---------- DOKUMENTAUSZUG ----------
Sonntagsfragen

Sonntagsfragen an Peter Frey (Teil II)

von
ZDF-Hauptstadtstudioleiter Peter Frey ist auch an diesem Sonntag unser Gesprächspartner: Mit Manuel Weis unterhielt er sich über die große Koalition und die dadurch entstehenden Probleme der Berichterstatter, aber auch über politische Inhalte im Privatfernsehen.

Es heißt, dass es durch die große Koalition noch schwieriger für Politmagazine geworden ist, weil einfach weniger Konfliktpotential vorhanden ist…
…das stimmt.

Liegt es wirklich nur an der kleineren Opposition?
Die Opposition dringt in der Tat mit ihren Konzepten nur schwer durch. Das liegt aber auch an ihr selbst. Die Grünen müssen sich erkennbar noch vom Regierungsverlust erholen – sie müssen sich neu aufstellen. Die Linkspartei kümmert sich vorwiegend um sich selbst, weil sie erstmal schauen muss, was mit der WASG passiert und wie diese Kulturen zusammenpassen. Und die FDP hat schwer damit zu kämpfen, dass sie nach so vielen Jahren Opposition wieder nicht mitregiert. In der dritten Legislaturperiode wieder nicht dabei zu sein, ist für die FDP eine fast schon existenzielle Gefahr. Aber: Große Koalition, das bedeutet eben eine Verminderung von Konflikten. Merkel und Müntefering sind ganz systematisch damit beschäftigt, Differenzen zwischen Union und SPD klein zu halten. Das macht es vor allem dem Fernsehen ganz schwer, Politik zu greifen. Unser Medium ist nun mal eines der Auseinandersetzung von Personen. Und wenn die sich dieser Auseinandersetzung nicht stellen, dann haben wir – vor allem die Talk-Shows - ein Problem. Aber auch die Politik hat ein Problem. Ich kann ja verstehen, dass man eine Erholungsphase nach Schröder und Fischer brauchte, dass das Publikum die Ruhe der ersten Merkel-Monate genoss. Aber Konflikt ist auch eine Methode, die Menschen in Diskussionen mit einzubeziehen, sie zu beteiligen. Deshalb sollte die Koalition nicht alles unter den Teppich kehren. Das Volk muss mitbekommen, worüber diskutiert wird!
----------
## ZU BEARBEITENDE AUFGABEN
- a) Schreiben Sie aus dem Interview mit Peter Frey alles von „Sonntagsfragen an Peter“ bis einschließlich „der kleineren Opposition?“ wortgetreu ab.
- b) Wer ist laut dem Interview mit Peter Frey systematisch damit beschäftigt, Differenzen zwischen Union und SPD klein zu halten?
- c) Setzen Sie das Interview mit Peter Frey im Anschluss an seinen letzten Satz fort.
---------- AUSZÜGE AUS DATENSÄTZEN ----------
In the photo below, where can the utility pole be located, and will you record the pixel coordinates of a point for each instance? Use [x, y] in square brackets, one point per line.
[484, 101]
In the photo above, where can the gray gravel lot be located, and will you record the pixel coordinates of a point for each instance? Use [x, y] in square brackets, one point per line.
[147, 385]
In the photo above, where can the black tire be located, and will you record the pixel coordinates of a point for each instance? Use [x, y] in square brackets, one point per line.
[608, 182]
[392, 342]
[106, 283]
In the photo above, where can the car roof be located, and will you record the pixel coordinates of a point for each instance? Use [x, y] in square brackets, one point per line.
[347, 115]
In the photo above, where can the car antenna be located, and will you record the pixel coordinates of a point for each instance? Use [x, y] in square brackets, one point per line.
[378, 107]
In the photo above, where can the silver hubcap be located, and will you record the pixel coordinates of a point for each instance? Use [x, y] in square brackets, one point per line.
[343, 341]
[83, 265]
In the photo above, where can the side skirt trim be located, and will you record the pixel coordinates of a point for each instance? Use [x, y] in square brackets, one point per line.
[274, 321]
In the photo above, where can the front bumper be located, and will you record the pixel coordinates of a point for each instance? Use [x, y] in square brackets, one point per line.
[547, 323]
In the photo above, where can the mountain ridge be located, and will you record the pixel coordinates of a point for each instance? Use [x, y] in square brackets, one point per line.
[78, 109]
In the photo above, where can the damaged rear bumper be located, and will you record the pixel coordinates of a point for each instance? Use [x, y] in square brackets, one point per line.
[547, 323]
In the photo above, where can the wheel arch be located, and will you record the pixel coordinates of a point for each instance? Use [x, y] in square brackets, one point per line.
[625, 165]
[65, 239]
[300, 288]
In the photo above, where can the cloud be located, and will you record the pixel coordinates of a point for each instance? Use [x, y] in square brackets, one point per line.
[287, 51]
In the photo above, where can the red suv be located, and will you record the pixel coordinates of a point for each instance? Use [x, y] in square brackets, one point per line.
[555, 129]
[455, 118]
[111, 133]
----------
## LÖSUNGEN DER AUFGABEN
- a)
Sonntagsfragen an Peter Frey (Teil II)

von
ZDF-Hauptstadtstudioleiter Peter Frey ist auch an diesem Sonntag unser Gesprächspartner: Mit Manuel Weis unterhielt er sich über die große Koalition und die dadurch entstehenden Probleme der Berichterstatter, aber auch über politische Inhalte im Privatfernsehen.

Es heißt, dass es durch die große Koalition noch schwieriger für Politmagazine geworden ist, weil einfach weniger Konfliktpotential vorhanden ist…
…das stimmt.

Liegt es wirklich nur an der kleineren Opposition?

- b) Merkel und Müntefering.

- c)
Es hieß auch, eine große Koalition würde die politischen Ränder stärken – sowohl links als auch rechts. Gerade auf der rechten Seite hat man, wenn man sich die diversen fremdenfeindlichen Übergriffe anschaut, das Gefühl, dass dies zutrifft.
Ich bin da nicht so pessimistisch. Natürlich sind diese Vorkommnisse besorgniserregend und ärgerlich. Dass damit aber verbunden wird, dass eine große Gruppe von Deutschen rechtsextrem sei, ist falsch. Gott-sei-Dank führen die Wahlerfolge der rechten Parteien – vor allem im Osten – ins politische Nichts. Ich hoffe, dass das auch so bleibt. Es hängt natürlich auch davon ab, dass das etablierte System und die großen Parteien sich als leistungsfähig erweisen. Konkret heißt das: Probleme im Interesse der Mehrheit lösen, Arbeitsplätze schaffen.

Was muss eine gute Politsendung beinhalten?
Sie muss aktuell sein, also das behandeln, was an diesem Tag oder an diesem Wochenende geschieht. Die Mischung muss stimmen. Es sollte nicht nur Parteipolitik darin vorkommen, sondern auch Alltagspolitik. Wie wirkt sich die Politik für Familien aus? Wie für Alleinstehende? Und wir sollten den Blick nach draußen nicht vergessen und auch über unsere Grenzen hinausschauen, vor allem zu unseren Nachbarn im Osten. Die Welt dreht sich unglaublich schnell und Deutschland ist in Gefahr, sich abzukoppeln.

Haben politische Inhalte im Privatfernsehen eine Chance, wenn man von den Nachrichten mal absieht?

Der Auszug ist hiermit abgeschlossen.